MATERIAL SUPPLIED

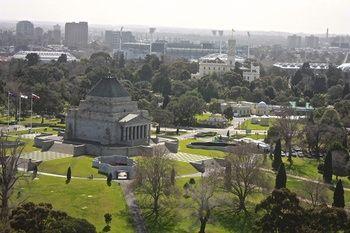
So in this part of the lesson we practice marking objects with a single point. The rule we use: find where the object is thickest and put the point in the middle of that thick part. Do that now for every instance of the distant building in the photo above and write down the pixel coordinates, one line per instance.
(312, 42)
(24, 33)
(76, 35)
(112, 38)
(25, 28)
(56, 34)
(294, 41)
(38, 36)
(223, 63)
(45, 56)
(251, 73)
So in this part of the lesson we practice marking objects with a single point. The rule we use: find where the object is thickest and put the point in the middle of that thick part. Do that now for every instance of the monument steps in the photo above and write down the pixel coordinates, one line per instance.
(66, 148)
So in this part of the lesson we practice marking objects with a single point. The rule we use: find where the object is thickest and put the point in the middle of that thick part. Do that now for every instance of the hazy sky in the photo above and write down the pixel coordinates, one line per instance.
(310, 16)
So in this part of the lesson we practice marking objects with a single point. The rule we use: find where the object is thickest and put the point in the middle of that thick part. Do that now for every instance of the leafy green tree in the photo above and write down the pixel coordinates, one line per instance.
(277, 156)
(228, 113)
(62, 58)
(281, 177)
(32, 59)
(327, 168)
(338, 196)
(280, 212)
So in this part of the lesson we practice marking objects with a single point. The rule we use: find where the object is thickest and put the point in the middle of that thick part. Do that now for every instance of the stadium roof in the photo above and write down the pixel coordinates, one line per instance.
(45, 56)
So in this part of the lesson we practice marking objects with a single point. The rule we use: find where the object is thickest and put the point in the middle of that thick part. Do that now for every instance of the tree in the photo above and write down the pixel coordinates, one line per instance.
(228, 113)
(245, 177)
(69, 175)
(32, 59)
(153, 179)
(288, 127)
(203, 197)
(277, 159)
(185, 108)
(338, 196)
(10, 153)
(41, 218)
(328, 168)
(109, 179)
(62, 58)
(281, 177)
(280, 212)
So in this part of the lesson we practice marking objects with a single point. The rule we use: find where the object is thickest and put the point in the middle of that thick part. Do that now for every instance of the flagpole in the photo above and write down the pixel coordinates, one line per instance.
(31, 112)
(19, 111)
(8, 110)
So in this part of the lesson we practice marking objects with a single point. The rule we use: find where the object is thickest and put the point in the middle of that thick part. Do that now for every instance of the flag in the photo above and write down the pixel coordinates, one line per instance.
(12, 94)
(24, 96)
(34, 96)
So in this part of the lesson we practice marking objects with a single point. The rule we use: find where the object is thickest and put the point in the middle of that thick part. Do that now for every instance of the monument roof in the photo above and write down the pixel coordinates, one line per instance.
(108, 87)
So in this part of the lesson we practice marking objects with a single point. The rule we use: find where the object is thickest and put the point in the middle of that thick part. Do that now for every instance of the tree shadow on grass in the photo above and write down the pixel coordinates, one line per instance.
(165, 222)
(236, 222)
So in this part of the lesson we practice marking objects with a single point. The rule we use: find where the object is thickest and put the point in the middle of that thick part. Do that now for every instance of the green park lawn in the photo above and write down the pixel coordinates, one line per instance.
(80, 166)
(203, 116)
(88, 199)
(183, 218)
(210, 153)
(248, 125)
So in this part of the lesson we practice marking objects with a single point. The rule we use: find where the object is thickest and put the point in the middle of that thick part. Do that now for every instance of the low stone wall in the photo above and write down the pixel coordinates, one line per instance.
(221, 148)
(172, 146)
(46, 145)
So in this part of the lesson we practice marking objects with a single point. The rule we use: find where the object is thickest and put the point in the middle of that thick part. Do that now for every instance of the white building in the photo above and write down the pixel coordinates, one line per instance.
(252, 73)
(45, 56)
(222, 63)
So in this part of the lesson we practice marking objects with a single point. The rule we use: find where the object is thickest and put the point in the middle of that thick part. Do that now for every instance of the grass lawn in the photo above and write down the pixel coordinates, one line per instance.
(209, 153)
(86, 199)
(250, 126)
(183, 168)
(81, 166)
(184, 219)
(202, 117)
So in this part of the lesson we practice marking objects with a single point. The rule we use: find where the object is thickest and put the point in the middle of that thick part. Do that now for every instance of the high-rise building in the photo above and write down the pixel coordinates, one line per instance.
(294, 41)
(25, 28)
(312, 41)
(112, 38)
(24, 33)
(76, 34)
(56, 34)
(38, 36)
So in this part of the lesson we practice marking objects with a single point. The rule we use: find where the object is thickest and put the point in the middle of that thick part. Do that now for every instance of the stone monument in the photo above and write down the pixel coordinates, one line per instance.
(108, 117)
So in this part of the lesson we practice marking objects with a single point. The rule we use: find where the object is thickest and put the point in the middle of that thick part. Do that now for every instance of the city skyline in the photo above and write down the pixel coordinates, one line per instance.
(301, 17)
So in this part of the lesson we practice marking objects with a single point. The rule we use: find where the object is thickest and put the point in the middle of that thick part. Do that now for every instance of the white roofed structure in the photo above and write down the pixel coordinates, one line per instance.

SHORT EXERCISE
Extract the closing run of lines, starting with the one containing "of the high-rise" and ending at the last, exactly as written.

COMPLETED TASK
So in this part of the lesson we practice marking objects with a single point. The rule we use: find where the object is thickest and put the point in the middle of that thick part. Do that now for every instance of the high-rise building in the photo above and write down the pixel coordinates, one line per instance.
(294, 41)
(25, 28)
(312, 41)
(112, 38)
(24, 33)
(76, 34)
(56, 34)
(38, 36)
So in this part of the lesson we practice marking objects with a single point. The rule we use: find where the object is thickest and put the point in the middle of that thick part. Do that now for every instance of the stone monument in the photo above and write down the pixel coordinates, one line per instance.
(108, 117)
So in this part of the lesson we practice marking objects with a single point. The rule we use: find where the object is thickest and put the point in the middle of that thick part. Do that now for every instance of the city skyline in the photo above and write down the pixel coordinates, one line per instance.
(301, 17)
So in this part of the lesson we practice marking objects with a single point. The rule we use: find where the object is thickest and put the point in the middle of that thick part. Do that now for every instance of the white roofed structure in the photo above and write down the pixel coordinates, one line per instance.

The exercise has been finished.